PASSAGE GIVEN start

Ferrous DNS uses a two-level hierarchical cache designed for maximum throughput with minimal latency.


Cache Architecture

Query arrives
┌─────────────┐
│  L1 Cache   │  Per-thread, lock-free
│  ~100–500   │  Cache hit P99 < 5µs
│  entries    │
└─────┬───────┘
      │ miss
┌─────────────┐
│  L2 Cache   │  Shared, sharded across CPU cores
│  up to 200k │  Cache hit P99 < 35µs
│  entries    │
└─────┬───────┘
      │ miss
┌─────────────┐
│  In-flight  │  Coalescing: N concurrent queries for
│  Coalescing │  the same domain → 1 upstream request
└─────┬───────┘
   Upstream

Basic Cache Options

[dns]
cache_enabled = true
cache_ttl = 7200
cache_min_ttl = 300
cache_max_ttl = 86400
cache_max_entries = 200000
cache_eviction_strategy = "hit_rate"
cache_compaction_interval = 600
cache_batch_eviction_percentage = 0.1
cache_adaptive_thresholds = false
# cache_shard_amount = 512
# cache_inflight_shards = 64
Option Default Description
cache_enabled true Enable the DNS response cache
cache_ttl 7200 Default TTL (seconds) when the upstream record has none
cache_min_ttl 300 Minimum TTL — records with lower TTLs are clamped to this value
cache_max_ttl 86400 Maximum TTL — records with higher TTLs are clamped
cache_max_entries 200000 Maximum entries in L2 cache
cache_eviction_strategy "hit_rate" Eviction policy (see below)

PASSAGE GIVEN end
DATA PROVIDED start

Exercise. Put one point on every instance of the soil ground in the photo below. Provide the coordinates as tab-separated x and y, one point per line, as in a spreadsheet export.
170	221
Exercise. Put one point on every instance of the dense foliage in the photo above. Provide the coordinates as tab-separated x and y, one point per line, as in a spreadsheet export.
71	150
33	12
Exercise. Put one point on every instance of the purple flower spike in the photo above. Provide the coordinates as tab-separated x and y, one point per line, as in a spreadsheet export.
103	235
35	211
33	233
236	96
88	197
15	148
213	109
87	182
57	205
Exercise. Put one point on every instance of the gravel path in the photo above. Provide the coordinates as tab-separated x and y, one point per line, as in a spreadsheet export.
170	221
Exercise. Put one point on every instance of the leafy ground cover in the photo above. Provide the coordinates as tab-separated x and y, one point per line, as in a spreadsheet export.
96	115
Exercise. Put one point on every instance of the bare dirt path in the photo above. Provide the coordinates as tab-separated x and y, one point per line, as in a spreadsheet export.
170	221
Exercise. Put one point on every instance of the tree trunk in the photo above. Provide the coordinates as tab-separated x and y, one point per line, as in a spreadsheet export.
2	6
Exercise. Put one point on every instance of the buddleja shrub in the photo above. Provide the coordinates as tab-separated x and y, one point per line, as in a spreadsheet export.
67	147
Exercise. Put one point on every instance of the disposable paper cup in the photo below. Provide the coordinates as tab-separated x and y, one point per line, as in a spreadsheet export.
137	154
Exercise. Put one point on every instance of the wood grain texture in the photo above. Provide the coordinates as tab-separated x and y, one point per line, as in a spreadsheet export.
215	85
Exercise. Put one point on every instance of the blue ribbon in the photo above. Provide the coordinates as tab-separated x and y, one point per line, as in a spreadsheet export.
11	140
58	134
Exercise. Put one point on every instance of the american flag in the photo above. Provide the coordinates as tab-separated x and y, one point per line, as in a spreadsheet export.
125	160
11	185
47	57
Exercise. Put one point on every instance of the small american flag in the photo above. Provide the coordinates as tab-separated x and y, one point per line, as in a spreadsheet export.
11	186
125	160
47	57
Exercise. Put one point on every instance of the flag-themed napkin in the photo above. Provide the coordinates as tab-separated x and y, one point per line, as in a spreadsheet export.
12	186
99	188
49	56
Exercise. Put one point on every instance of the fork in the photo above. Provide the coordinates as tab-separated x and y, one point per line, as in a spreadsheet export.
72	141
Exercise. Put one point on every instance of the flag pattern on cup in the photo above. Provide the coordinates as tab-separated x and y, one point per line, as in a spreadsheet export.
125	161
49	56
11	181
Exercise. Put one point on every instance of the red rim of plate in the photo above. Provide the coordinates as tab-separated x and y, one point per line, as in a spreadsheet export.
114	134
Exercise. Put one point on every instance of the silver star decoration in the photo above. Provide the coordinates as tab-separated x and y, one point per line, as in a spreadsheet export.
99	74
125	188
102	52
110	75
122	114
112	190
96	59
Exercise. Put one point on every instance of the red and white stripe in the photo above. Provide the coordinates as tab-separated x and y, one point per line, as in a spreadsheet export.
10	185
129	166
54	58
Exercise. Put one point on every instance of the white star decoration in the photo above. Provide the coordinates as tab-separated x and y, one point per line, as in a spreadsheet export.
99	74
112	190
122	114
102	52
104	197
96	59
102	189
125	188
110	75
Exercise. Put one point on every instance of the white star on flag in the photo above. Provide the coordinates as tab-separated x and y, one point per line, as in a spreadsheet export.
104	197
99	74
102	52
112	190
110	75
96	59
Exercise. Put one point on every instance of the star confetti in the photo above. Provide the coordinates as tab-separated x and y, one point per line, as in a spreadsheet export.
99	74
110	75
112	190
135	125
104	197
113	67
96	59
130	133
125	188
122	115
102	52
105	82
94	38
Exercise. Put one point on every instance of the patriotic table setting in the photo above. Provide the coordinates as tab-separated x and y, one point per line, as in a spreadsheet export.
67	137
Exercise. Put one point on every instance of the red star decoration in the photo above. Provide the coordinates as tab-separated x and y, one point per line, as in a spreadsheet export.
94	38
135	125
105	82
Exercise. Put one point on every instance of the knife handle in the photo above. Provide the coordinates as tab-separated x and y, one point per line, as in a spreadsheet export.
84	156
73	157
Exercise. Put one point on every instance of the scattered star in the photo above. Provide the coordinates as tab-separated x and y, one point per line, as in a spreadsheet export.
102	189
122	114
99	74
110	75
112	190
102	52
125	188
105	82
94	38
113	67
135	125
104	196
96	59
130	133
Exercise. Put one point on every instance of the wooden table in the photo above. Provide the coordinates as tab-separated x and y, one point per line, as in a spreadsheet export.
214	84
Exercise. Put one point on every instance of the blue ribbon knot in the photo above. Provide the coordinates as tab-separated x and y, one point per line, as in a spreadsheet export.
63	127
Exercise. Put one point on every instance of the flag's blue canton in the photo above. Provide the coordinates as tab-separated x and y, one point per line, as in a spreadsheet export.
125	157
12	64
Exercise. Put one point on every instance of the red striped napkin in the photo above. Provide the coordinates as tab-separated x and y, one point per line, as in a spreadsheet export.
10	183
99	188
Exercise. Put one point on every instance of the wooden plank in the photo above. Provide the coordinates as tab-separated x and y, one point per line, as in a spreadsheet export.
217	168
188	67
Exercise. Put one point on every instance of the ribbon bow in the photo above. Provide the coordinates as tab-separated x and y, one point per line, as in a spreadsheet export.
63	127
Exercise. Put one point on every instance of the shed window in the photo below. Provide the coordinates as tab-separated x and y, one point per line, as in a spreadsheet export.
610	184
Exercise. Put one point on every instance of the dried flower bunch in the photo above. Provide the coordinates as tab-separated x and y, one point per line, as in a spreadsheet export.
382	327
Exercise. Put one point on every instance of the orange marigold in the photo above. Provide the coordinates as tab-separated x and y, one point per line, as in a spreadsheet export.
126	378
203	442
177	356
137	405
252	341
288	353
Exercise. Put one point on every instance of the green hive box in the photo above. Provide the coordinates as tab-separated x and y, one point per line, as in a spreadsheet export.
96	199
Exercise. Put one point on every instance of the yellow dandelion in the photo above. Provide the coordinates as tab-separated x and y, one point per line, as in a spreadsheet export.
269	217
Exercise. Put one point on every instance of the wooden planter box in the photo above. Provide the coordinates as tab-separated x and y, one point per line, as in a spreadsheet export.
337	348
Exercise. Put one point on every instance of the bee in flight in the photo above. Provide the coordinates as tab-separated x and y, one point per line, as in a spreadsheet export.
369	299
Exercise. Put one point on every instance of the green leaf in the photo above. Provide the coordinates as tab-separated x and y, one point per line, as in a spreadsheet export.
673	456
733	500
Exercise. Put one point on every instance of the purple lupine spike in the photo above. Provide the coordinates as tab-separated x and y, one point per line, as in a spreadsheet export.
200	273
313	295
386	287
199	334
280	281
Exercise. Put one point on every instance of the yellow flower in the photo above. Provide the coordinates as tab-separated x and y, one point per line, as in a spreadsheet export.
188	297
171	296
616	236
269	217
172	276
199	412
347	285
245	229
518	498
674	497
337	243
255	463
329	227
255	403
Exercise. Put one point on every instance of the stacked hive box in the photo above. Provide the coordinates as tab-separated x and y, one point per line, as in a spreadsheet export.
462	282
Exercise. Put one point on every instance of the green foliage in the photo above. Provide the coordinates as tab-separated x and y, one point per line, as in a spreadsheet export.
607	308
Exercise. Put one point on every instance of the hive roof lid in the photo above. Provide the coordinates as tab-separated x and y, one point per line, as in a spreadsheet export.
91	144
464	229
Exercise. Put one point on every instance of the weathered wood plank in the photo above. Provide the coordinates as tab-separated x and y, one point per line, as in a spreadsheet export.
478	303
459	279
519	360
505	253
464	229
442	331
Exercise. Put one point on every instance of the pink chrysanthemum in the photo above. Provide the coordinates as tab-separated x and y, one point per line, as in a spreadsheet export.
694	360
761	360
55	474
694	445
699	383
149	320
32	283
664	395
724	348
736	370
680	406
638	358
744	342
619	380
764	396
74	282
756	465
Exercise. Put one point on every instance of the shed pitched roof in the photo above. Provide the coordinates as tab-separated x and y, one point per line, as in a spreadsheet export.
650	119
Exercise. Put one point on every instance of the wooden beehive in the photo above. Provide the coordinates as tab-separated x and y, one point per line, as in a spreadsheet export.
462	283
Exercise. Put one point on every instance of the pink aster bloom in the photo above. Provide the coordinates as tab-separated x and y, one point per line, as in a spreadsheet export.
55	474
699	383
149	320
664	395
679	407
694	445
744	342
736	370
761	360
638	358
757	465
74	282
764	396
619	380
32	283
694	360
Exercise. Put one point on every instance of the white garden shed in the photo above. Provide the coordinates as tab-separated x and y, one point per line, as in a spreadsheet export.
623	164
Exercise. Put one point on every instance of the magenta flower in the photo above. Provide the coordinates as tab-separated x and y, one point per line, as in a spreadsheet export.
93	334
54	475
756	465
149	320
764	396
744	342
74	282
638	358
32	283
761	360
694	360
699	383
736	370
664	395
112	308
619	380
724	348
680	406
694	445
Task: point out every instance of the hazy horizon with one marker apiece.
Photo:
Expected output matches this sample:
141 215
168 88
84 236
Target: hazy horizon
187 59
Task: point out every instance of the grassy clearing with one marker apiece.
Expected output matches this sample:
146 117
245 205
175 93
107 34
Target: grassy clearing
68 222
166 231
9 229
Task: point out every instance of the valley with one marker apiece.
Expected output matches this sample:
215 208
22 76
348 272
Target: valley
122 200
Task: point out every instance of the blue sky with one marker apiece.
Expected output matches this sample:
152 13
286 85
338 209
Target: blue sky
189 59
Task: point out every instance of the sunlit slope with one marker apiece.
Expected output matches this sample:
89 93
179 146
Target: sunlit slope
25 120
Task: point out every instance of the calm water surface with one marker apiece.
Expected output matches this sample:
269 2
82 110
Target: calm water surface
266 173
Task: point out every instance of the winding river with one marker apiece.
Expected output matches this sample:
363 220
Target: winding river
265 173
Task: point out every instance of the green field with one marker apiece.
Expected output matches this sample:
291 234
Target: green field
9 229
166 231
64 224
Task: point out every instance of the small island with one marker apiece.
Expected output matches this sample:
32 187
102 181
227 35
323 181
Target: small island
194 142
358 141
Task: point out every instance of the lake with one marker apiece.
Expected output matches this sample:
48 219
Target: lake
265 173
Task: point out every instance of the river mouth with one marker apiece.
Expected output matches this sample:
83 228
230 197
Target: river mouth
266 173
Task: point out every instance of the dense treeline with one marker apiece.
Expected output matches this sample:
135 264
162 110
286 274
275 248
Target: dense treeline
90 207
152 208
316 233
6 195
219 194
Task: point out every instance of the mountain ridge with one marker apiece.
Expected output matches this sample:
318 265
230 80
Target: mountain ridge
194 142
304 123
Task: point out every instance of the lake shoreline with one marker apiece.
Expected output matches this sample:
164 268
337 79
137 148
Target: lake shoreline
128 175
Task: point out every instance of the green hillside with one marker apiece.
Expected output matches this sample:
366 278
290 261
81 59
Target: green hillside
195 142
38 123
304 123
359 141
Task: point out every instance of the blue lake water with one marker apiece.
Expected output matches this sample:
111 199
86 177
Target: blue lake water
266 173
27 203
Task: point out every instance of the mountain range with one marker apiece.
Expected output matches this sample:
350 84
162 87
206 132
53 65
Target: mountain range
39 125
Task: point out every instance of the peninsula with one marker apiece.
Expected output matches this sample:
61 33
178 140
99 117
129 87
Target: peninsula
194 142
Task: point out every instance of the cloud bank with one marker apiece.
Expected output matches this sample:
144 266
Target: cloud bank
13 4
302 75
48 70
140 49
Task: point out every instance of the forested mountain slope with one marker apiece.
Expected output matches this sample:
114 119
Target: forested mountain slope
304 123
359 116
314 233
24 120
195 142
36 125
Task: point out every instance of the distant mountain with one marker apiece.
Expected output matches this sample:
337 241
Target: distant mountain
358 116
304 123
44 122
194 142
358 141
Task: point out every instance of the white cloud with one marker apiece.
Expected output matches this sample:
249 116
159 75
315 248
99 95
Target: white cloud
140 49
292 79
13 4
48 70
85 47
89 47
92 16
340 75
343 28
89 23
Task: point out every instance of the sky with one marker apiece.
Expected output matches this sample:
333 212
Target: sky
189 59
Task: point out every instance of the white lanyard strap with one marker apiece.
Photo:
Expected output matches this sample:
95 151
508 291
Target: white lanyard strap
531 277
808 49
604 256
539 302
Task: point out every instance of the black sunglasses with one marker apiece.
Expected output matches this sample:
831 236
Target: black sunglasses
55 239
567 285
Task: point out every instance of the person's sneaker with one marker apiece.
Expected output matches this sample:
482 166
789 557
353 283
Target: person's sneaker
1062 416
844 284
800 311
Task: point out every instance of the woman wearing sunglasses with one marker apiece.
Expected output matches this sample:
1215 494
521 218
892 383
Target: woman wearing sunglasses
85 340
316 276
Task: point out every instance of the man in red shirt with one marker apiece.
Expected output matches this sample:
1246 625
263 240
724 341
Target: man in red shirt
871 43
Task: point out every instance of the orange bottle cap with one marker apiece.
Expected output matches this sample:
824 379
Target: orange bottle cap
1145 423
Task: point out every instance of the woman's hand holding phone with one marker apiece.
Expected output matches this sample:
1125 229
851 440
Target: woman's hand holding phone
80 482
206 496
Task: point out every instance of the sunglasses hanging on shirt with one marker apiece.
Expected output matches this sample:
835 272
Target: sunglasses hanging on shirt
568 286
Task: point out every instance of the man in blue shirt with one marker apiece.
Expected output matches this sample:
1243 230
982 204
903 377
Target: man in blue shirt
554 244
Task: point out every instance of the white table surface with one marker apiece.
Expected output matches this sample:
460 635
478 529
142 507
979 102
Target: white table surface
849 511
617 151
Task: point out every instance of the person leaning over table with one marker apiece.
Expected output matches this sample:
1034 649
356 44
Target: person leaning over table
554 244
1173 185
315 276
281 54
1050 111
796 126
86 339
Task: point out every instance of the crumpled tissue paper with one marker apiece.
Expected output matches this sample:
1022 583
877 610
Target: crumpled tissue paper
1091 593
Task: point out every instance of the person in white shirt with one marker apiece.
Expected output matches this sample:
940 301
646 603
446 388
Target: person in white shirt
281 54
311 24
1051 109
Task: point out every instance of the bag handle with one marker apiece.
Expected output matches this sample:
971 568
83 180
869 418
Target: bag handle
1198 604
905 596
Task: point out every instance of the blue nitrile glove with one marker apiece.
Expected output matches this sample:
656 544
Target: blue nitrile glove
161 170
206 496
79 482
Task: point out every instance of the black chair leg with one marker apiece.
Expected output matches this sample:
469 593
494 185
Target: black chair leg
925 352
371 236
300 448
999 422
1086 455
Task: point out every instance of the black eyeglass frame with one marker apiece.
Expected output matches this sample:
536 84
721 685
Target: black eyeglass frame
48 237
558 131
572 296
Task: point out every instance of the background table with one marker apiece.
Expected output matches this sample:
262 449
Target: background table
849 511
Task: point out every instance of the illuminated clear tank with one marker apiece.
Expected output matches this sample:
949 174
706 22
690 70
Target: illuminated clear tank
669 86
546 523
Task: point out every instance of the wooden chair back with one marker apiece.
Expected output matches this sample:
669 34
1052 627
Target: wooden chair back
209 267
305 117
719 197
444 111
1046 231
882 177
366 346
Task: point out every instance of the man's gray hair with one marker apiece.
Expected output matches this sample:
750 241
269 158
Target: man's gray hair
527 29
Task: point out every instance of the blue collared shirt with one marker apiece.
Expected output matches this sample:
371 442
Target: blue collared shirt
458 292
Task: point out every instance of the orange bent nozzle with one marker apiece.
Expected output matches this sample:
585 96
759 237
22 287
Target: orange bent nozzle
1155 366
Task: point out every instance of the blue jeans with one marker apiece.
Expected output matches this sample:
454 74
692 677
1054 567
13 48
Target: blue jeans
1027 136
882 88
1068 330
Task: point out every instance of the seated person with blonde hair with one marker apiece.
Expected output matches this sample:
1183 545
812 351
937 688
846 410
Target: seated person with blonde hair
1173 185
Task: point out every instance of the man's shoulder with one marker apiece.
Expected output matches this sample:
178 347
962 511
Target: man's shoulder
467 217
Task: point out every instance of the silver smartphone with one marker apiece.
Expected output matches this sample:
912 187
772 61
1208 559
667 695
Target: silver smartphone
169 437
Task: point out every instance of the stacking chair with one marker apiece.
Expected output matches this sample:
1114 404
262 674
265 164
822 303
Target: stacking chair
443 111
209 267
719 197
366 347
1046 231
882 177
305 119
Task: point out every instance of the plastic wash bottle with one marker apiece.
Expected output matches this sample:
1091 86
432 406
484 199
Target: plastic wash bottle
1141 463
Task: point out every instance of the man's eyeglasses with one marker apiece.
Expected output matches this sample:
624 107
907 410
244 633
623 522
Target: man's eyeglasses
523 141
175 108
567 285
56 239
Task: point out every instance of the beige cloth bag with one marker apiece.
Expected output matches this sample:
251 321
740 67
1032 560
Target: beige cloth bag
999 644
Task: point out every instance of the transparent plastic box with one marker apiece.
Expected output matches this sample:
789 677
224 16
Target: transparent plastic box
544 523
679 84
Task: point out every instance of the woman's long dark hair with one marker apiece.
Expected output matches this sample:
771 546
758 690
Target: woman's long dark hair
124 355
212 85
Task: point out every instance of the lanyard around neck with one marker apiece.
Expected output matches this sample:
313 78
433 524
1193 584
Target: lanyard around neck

DATA PROVIDED end

▸ WRITTEN PROBLEM
According to the Ferrous DNS cache text, what is the 99th-percentile (P99) latency for a cache hit in the L1 cache?

▸ THE RESPONSE
Less than 5µs.